Copy out the whole listing exactly as written, leaving the pictures behind.

Provided material:
>> start

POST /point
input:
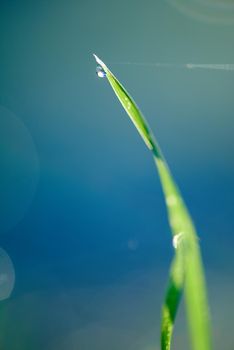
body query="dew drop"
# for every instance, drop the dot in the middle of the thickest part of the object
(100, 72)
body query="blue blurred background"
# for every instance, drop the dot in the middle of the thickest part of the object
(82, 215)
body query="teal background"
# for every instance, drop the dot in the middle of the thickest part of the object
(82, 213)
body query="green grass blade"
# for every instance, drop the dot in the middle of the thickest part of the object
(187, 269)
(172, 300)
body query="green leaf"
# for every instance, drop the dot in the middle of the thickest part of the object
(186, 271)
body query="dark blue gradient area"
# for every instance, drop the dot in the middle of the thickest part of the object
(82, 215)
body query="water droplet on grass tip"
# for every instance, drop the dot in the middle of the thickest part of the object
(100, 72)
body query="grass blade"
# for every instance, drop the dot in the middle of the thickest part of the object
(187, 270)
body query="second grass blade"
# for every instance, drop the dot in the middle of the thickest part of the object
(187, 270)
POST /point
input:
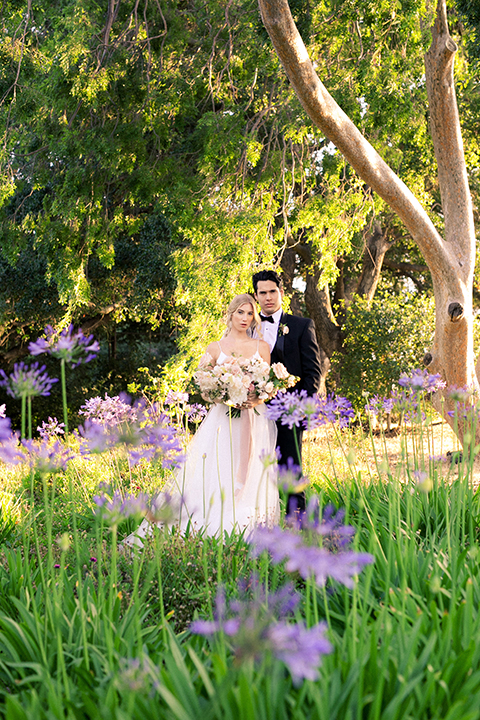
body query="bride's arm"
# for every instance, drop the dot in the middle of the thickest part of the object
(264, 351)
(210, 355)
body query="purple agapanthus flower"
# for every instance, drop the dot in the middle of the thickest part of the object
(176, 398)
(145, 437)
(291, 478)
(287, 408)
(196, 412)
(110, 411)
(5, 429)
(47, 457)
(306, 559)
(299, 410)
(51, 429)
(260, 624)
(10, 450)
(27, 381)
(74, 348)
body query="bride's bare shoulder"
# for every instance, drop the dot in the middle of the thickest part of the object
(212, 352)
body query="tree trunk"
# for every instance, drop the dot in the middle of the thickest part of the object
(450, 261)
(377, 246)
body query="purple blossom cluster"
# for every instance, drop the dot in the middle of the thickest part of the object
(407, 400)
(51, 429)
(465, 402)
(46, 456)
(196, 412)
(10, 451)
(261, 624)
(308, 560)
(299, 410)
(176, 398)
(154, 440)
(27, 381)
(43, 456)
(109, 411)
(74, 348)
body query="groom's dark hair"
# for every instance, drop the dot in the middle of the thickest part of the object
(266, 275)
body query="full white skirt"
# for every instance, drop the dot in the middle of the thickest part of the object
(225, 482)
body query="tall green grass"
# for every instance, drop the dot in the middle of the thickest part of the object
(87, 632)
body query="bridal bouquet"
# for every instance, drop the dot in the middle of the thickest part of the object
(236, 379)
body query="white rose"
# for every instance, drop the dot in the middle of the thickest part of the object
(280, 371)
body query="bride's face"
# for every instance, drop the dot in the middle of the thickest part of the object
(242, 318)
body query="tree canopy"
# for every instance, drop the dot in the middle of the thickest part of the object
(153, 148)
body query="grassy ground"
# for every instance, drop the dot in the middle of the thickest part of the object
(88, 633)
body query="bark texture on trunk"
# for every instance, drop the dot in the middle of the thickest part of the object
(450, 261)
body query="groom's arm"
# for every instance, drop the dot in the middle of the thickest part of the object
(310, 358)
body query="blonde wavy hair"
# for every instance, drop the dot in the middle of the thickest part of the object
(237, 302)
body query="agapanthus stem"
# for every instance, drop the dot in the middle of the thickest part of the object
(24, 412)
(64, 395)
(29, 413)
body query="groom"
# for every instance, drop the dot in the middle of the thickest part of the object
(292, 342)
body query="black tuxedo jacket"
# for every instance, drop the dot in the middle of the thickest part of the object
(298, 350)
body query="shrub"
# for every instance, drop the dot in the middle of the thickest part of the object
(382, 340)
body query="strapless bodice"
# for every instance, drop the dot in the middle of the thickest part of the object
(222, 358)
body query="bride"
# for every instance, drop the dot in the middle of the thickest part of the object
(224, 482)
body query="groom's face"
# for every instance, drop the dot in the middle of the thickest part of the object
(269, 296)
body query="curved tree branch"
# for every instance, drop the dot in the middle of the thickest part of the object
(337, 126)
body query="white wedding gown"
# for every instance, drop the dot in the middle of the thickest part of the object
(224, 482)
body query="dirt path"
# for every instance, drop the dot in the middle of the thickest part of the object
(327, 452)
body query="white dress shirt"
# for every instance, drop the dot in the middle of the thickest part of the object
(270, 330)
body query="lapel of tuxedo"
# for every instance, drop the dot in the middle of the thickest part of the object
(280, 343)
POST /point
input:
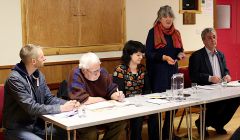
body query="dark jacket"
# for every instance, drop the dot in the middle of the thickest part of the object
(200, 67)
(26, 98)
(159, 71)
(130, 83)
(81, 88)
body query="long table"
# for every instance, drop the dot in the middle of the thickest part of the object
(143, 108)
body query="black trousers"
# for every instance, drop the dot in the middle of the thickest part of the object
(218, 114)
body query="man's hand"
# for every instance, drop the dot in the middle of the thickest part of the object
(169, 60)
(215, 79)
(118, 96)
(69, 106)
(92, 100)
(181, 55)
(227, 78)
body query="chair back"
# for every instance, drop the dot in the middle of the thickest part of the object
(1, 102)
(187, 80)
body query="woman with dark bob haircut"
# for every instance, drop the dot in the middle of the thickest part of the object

>> end

Exercise solution:
POST /point
input:
body query="dew drop"
# for every instance, drop the dot in the middle of the thickest part of the object
(100, 72)
body query="blue blurred background"
# for every instance, drop the dot in the middle of the thickest part of the object
(82, 215)
body query="teal background"
# for every instance, drop the dot in the middle of the thickest part of the object
(82, 213)
body query="green grass blade"
# for every instance, drop the dot in the middle of the thickest part of the object
(187, 269)
(172, 300)
body query="green leaf"
# for every instance, drop the dot in the middle of the thickest part of the object
(186, 271)
body query="dark blue gradient area"
# for every instance, drop the dot in the middle of the thickest part of the object
(82, 215)
body query="water droplet on grass tip"
# for every instance, drop the dot in the middle of the thickest part of the object
(100, 72)
body query="grass blade"
# for every instance, drop the dot in the middle of the thickest part of the object
(187, 270)
body query="second grass blade"
# for every instance, drop the dot in the middle of the thickest part of the object
(187, 270)
POST /point
input:
body query="bride's arm"
# for every instance, drop the dot in the middle of the thickest part of the object
(264, 351)
(210, 355)
body query="purple agapanthus flower"
# for every instance, drop the dot in the middle of the thickest part of the object
(176, 398)
(145, 437)
(291, 478)
(287, 408)
(196, 412)
(110, 411)
(5, 429)
(47, 457)
(306, 559)
(299, 410)
(51, 429)
(260, 624)
(10, 450)
(27, 381)
(74, 348)
body query="bride's bare shoulder"
# for every instance, drop the dot in the middle of the thickest part of the object
(212, 352)
body query="tree trunk"
# for every instance, drop the dot in the middle of the thickest part of the object
(450, 261)
(377, 246)
body query="purple blossom cluster"
# for every instance, drop the dot in the middle of the thickest part of the object
(407, 400)
(51, 429)
(465, 402)
(46, 456)
(196, 412)
(10, 451)
(261, 624)
(308, 560)
(299, 410)
(176, 398)
(154, 440)
(27, 381)
(43, 456)
(109, 411)
(74, 348)
body query="groom's dark hair"
# for every instance, drop the dot in the middle of the thickest part of the object
(266, 275)
body query="full white skirt"
# for every instance, drop the dot in the middle of the thickest part of the object
(225, 482)
body query="tall green grass"
# for every instance, drop the dot in the middle of the thickest part of the object
(87, 632)
body query="bridal bouquet"
# for every instance, drop the dot in the middle of the thickest part of the object
(236, 379)
body query="white rose"
# for every instance, drop the dot in the middle of the thickest part of the object
(280, 371)
body query="bride's face"
# for every instance, drop the dot in the middle of the thickest part of the object
(242, 318)
body query="tree canopy"
# for every instance, drop the dot in the middle of the thickest part of the object
(153, 148)
body query="grassy ground"
# for every instance, drop the dot in the middle of the thickest part of the object
(88, 633)
body query="bark texture on trunk"
# for every instance, drop the dot in the middle of the thickest part of the object
(450, 261)
body query="groom's arm"
# for every instance, drop the dot in the middle of the thickest part of the object
(310, 358)
body query="blonde wavy hair"
# for every instance, drop the dot in the middle of the thickest part of the object
(237, 302)
body query="agapanthus stem"
# for every instance, drop the dot in the middle of the thickest part of the object
(24, 412)
(64, 395)
(29, 413)
body query="groom"
# for every instance, drop the dot in the middle of the thickest part of the object
(292, 342)
body query="black tuxedo jacket"
# for every instance, drop the dot in the middle of the thickest part of the object
(298, 350)
body query="shrub"
# for every instance, drop the dot in the middle of the thickest part of the object
(382, 340)
body query="strapless bodice"
# for every instance, drop the dot in the middle of the thickest part of the object
(222, 358)
body query="bride"
# for every instance, drop the dot in the middle of the thickest part of the object
(224, 482)
body query="groom's face"
# for every instance, drop the dot in the middle of the thickest part of the object
(269, 296)
body query="curved tree branch"
# for every instance, drop the dot in the middle of the thickest part of the object
(337, 126)
body query="white wedding gown"
# for every instance, drop the dot in the middle of the thickest part of the object
(224, 482)
body query="dirt path"
# for every instance, drop the dot in the middle of the thickest part of the object
(327, 452)
body query="white dress shirt"
# for every instance, drop the dot in the middle of the thickest part of the object
(270, 330)
body query="lapel of tuxedo"
# for every instance, drop the dot in the middle of the thickest part of the object
(280, 343)
POST /point
input:
body query="dark jacket"
# for every instance, drop the dot in the middle of the thickest part of the object
(200, 67)
(26, 98)
(159, 71)
(130, 83)
(81, 88)
body query="long table"
# for every instance, drop the dot in the middle of the thickest part of the object
(143, 108)
body query="black trousers"
# for every instance, drop the dot in the middle of the thickest part of the object
(218, 114)
body query="man's hand"
# for every instance, drop the dot in the middle of the thickest part of the object
(169, 60)
(215, 79)
(118, 96)
(69, 106)
(92, 100)
(181, 55)
(227, 78)
body query="chair back"
# for every instance, drop the dot in the middle of the thickest part of the object
(1, 102)
(187, 80)
body query="woman with dark bob haircut"
# for every instance, drop the dot in the middle of the thickest part of the object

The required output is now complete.